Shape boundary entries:
───

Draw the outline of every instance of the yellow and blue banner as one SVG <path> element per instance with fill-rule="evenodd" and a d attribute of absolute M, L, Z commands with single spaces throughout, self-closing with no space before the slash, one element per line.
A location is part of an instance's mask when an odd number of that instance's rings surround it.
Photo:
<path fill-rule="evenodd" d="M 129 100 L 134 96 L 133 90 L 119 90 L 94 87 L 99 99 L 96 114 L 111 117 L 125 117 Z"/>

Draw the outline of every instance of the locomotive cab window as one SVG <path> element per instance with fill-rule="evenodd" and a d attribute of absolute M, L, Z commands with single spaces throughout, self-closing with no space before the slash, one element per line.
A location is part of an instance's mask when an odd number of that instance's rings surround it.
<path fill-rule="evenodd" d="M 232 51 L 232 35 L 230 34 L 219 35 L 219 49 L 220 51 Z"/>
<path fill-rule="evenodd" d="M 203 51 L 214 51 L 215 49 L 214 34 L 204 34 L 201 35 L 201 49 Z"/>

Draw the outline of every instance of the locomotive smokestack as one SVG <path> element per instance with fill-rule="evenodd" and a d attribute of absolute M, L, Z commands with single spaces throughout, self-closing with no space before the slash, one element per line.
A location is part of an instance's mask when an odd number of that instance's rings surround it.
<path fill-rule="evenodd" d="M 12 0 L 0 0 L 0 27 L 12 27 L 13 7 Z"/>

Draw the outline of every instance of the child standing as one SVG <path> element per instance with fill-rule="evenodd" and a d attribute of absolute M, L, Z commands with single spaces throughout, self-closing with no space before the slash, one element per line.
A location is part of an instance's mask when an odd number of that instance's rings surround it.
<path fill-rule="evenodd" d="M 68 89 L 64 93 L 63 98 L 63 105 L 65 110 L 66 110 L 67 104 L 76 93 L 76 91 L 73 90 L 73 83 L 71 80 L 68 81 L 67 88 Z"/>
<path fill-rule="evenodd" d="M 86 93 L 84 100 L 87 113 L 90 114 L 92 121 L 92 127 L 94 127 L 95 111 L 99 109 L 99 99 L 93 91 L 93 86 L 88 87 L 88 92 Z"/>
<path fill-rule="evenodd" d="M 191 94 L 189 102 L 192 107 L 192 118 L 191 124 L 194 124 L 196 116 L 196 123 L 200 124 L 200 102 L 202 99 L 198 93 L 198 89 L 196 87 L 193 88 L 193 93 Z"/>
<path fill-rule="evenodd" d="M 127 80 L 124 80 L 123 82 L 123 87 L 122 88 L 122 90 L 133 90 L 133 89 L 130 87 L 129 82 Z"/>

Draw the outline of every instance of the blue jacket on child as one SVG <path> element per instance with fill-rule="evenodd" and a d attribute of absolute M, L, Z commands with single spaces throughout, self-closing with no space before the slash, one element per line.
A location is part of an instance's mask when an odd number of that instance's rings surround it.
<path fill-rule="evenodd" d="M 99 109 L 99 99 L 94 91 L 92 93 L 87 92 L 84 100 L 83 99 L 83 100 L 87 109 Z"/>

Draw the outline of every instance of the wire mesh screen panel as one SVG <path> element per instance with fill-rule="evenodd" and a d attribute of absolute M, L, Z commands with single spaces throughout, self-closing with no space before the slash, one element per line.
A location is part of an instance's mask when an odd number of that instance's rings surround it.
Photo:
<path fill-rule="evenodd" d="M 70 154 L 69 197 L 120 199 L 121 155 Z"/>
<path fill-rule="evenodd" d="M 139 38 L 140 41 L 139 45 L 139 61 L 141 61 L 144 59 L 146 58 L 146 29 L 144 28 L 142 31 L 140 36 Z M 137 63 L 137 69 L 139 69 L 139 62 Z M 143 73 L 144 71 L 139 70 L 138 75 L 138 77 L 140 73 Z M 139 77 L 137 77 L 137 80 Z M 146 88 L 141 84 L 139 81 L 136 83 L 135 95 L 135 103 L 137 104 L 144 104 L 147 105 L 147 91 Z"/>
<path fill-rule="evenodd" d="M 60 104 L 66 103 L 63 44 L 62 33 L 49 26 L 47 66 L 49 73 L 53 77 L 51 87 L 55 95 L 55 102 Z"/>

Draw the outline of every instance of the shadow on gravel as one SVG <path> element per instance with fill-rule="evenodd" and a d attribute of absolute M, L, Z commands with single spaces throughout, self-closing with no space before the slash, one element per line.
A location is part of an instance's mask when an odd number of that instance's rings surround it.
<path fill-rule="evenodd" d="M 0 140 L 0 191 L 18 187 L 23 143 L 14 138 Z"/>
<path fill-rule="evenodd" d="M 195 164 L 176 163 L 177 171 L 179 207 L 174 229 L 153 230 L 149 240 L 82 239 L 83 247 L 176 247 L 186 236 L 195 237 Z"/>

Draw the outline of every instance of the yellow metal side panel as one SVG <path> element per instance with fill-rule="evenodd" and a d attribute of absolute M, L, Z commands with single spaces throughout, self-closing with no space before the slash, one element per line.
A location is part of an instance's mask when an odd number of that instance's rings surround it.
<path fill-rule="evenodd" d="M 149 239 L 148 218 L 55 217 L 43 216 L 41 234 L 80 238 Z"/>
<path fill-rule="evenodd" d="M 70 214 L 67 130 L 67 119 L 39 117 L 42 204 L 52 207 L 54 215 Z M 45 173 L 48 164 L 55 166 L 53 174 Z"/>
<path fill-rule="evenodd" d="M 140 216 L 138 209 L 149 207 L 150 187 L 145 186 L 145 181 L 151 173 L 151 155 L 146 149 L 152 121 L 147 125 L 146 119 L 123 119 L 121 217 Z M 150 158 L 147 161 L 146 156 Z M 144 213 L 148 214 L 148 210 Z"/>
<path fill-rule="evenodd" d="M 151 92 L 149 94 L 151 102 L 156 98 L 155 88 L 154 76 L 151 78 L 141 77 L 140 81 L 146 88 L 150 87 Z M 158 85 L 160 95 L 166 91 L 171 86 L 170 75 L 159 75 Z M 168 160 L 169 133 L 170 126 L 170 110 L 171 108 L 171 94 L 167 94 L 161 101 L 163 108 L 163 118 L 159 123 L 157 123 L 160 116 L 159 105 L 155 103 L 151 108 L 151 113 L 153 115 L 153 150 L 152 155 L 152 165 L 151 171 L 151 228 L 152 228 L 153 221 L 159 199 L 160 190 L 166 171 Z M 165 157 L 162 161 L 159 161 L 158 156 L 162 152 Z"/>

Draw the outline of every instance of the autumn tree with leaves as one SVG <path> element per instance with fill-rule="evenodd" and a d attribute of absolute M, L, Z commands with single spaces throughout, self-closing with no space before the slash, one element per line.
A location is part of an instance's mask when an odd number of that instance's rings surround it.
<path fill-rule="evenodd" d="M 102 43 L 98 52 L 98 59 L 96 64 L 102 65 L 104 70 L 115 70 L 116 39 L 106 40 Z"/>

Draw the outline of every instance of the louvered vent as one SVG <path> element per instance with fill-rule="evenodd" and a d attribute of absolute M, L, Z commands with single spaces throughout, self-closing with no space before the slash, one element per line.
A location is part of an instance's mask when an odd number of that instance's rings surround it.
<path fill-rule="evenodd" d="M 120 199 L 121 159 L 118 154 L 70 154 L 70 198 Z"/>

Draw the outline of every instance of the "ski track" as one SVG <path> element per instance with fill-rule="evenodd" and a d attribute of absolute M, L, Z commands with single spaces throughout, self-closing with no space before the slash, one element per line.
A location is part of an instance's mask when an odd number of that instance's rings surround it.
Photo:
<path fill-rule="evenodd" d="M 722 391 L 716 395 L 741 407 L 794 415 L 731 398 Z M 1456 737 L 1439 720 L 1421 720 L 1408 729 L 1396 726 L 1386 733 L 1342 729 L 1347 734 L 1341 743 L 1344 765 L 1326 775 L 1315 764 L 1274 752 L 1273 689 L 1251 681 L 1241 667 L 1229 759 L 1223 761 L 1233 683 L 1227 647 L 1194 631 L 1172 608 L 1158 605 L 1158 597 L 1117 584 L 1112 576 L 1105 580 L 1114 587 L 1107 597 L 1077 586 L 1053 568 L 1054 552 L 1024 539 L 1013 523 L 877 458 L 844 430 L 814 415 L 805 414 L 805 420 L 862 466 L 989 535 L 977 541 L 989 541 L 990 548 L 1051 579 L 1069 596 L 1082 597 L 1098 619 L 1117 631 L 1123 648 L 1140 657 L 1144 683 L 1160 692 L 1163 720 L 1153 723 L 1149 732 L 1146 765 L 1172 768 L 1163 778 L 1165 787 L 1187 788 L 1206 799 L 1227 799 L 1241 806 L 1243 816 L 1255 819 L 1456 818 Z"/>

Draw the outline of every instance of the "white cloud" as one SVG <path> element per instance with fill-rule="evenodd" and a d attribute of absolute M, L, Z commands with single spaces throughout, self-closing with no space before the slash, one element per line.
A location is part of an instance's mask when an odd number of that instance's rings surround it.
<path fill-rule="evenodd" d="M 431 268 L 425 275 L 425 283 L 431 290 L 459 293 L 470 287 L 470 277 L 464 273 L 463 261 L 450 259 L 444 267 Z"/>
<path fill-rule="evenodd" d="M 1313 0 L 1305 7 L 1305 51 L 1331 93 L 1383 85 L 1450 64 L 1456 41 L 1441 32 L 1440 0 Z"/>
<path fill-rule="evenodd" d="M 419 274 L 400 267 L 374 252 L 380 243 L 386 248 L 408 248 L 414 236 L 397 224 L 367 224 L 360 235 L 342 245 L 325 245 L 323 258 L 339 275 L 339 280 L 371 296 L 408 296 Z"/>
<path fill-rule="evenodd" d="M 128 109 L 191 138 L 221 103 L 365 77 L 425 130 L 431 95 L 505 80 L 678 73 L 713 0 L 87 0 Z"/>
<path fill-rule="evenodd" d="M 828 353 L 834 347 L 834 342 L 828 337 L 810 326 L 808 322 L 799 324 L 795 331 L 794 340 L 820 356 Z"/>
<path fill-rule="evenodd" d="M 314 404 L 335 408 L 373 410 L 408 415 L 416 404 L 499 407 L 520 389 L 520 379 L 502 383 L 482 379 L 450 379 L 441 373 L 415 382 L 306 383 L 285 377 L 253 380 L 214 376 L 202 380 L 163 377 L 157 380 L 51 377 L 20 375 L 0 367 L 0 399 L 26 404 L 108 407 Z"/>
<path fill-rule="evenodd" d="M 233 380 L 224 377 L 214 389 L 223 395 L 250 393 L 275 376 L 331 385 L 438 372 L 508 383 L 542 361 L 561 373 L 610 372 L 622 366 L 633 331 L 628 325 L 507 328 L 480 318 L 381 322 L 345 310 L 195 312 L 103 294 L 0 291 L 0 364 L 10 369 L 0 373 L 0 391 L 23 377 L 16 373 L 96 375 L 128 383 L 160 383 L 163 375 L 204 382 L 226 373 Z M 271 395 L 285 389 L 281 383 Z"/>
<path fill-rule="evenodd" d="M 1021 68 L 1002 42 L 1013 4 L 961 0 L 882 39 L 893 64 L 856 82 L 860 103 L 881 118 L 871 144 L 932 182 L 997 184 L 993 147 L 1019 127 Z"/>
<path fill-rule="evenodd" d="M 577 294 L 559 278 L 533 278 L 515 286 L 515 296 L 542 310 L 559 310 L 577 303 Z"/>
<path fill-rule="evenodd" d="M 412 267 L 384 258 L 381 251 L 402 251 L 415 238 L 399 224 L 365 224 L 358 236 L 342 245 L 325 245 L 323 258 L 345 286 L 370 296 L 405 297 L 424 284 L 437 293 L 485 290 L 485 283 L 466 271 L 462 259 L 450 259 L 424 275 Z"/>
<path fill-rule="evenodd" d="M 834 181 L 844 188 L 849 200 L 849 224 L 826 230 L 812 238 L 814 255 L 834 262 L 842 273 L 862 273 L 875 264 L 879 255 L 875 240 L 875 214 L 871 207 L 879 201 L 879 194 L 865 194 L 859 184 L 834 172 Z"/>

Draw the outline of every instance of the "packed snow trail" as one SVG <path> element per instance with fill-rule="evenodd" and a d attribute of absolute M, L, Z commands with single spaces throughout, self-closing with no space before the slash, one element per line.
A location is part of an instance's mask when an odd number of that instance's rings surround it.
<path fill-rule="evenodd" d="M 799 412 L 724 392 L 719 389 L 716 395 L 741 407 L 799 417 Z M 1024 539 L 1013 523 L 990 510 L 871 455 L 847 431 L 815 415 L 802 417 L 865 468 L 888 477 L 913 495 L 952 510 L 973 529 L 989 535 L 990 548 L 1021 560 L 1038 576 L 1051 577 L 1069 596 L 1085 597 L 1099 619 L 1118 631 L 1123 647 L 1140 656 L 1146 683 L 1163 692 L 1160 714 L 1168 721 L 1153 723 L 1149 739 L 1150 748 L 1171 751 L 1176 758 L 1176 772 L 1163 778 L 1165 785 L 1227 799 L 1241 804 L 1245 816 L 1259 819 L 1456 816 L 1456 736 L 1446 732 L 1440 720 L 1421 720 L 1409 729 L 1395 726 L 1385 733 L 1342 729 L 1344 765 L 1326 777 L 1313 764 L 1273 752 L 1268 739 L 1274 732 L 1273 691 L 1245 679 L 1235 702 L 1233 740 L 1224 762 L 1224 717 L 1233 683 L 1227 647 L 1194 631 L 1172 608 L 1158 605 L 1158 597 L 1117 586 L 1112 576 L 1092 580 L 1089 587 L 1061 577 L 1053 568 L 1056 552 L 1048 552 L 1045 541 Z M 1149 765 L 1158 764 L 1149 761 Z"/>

───

Goal of the exercise:
Gather each line of the material above that contains the string "blue" and copy those lines out; letter case counts.

Solution for this problem:
Draw the outline of every instance of the yellow and blue banner as one SVG <path> element per instance with fill-rule="evenodd" and a d attribute of absolute M, L, Z commands with single spaces throughout, self-closing with no space before the slash, one element per line.
Draw the outline of every instance of the blue jacket on child as one SVG <path> element per instance with fill-rule="evenodd" and a d attribute of absolute M, L, Z commands with single spaces throughout, self-closing with no space before the slash, one element per line.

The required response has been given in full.